Written exercise: Change every "BoundingBox" in the items below to "DetectionBox", leaving all other text the same.

-- START OF Dataset content --

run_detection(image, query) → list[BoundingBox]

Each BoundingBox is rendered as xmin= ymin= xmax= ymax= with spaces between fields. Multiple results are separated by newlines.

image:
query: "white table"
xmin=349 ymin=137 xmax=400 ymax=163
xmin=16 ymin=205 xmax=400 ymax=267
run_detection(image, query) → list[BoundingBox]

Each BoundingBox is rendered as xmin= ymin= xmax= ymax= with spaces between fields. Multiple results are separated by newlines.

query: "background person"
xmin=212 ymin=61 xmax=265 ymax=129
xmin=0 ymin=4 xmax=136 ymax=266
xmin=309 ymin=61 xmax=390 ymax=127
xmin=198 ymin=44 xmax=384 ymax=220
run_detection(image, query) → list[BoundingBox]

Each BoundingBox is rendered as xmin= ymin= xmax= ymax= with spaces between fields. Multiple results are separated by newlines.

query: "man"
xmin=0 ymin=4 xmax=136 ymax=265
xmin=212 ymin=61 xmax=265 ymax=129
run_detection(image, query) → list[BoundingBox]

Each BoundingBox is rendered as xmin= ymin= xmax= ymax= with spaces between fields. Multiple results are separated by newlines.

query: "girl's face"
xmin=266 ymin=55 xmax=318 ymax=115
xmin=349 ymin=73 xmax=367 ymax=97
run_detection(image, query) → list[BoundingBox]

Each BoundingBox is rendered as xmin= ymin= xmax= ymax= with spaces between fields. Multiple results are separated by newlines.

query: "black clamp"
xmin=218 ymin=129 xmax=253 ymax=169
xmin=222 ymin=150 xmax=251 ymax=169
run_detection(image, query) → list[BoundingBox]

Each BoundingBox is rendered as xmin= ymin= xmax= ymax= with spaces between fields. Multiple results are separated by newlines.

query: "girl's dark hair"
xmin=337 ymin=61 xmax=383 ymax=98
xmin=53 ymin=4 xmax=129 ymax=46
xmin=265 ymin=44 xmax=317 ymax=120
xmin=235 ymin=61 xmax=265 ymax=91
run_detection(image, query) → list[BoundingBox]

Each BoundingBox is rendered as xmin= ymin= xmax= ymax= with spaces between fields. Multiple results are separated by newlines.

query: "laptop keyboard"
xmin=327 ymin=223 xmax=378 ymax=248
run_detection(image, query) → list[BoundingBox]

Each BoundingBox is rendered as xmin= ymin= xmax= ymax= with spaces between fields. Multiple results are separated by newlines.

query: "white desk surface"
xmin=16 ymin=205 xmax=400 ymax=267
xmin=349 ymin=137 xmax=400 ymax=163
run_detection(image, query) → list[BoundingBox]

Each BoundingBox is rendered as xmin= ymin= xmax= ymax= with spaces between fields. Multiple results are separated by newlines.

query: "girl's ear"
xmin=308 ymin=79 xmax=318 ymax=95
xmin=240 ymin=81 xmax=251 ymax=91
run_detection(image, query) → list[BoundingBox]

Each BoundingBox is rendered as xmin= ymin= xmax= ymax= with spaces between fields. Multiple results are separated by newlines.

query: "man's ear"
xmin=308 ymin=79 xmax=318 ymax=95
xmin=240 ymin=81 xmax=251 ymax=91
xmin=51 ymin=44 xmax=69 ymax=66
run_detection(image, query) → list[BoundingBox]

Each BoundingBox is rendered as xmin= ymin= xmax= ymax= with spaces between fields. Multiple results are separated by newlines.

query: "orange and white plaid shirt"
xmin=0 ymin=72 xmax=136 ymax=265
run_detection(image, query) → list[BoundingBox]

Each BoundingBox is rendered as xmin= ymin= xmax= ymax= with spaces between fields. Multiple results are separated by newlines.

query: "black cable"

-- END OF Dataset content --

Written answer:
run_detection(image, query) → list[DetectionBox]

Each DetectionBox is rendered as xmin= ymin= xmax= ymax= with spaces between fields. Multiple results are separated by newlines.

image:
query: "white table"
xmin=349 ymin=137 xmax=400 ymax=163
xmin=16 ymin=205 xmax=400 ymax=267
run_detection(image, query) → list[DetectionBox]

Each DetectionBox is rendered as xmin= ymin= xmax= ymax= with spaces between fields. Multiple results are separated by newlines.

query: "background person"
xmin=212 ymin=61 xmax=265 ymax=129
xmin=0 ymin=4 xmax=136 ymax=266
xmin=309 ymin=61 xmax=390 ymax=127
xmin=198 ymin=44 xmax=384 ymax=220
run_detection(image, query) → list[DetectionBox]

Each DetectionBox is rendered as xmin= ymin= xmax= ymax= with spaces between fields. Multiple results are separated by newlines.

query: "man"
xmin=0 ymin=4 xmax=136 ymax=265
xmin=212 ymin=61 xmax=265 ymax=129
run_detection(image, query) → list[DetectionBox]

Each DetectionBox is rendered as xmin= ymin= xmax= ymax= with spaces between fields. Multiple results are separated by newlines.

query: "girl's face"
xmin=266 ymin=55 xmax=318 ymax=115
xmin=349 ymin=73 xmax=367 ymax=97
run_detection(image, query) → list[DetectionBox]

Each DetectionBox is rendered as xmin= ymin= xmax= ymax= with spaces between fields. Multiple results are separated by newlines.

query: "black clamp"
xmin=218 ymin=129 xmax=253 ymax=169
xmin=222 ymin=150 xmax=251 ymax=169
run_detection(image, query) → list[DetectionBox]

Each DetectionBox is rendered as xmin= ymin= xmax= ymax= with spaces between fields. Multiple results are separated by newlines.

query: "girl's dark hair"
xmin=337 ymin=61 xmax=383 ymax=98
xmin=53 ymin=4 xmax=129 ymax=46
xmin=265 ymin=44 xmax=317 ymax=120
xmin=235 ymin=61 xmax=265 ymax=91
run_detection(image, query) → list[DetectionBox]

Each DetectionBox is rendered as xmin= ymin= xmax= ymax= with spaces between fields. Multiple results are separated by newlines.

query: "laptop keyboard"
xmin=327 ymin=223 xmax=378 ymax=248
run_detection(image, query) → list[DetectionBox]

Each DetectionBox is rendered as xmin= ymin= xmax= ymax= with spaces between fields. Multiple results are separated by newlines.

query: "white desk surface"
xmin=16 ymin=205 xmax=400 ymax=267
xmin=349 ymin=137 xmax=400 ymax=163
run_detection(image, query) → list[DetectionBox]

Each DetectionBox is rendered as xmin= ymin= xmax= ymax= with spaces between fields. Multiple results are separated by newlines.

query: "girl's ear"
xmin=308 ymin=79 xmax=318 ymax=95
xmin=240 ymin=81 xmax=251 ymax=91
run_detection(image, query) → list[DetectionBox]

Each DetectionBox is rendered as xmin= ymin= xmax= ymax= with spaces between fields. Multiple results are separated by newlines.

query: "man's ear"
xmin=308 ymin=79 xmax=318 ymax=95
xmin=240 ymin=81 xmax=251 ymax=91
xmin=51 ymin=44 xmax=69 ymax=66
run_detection(image, query) → list[DetectionBox]

Each DetectionBox is rendered as xmin= ymin= xmax= ymax= with spaces between fields. Multiple results are separated by newlines.

query: "orange and white plaid shirt"
xmin=0 ymin=72 xmax=136 ymax=265
run_detection(image, query) → list[DetectionBox]

Each DetectionBox is rendered as xmin= ymin= xmax= ymax= with spaces between fields. Multiple results are separated by newlines.

query: "black cable"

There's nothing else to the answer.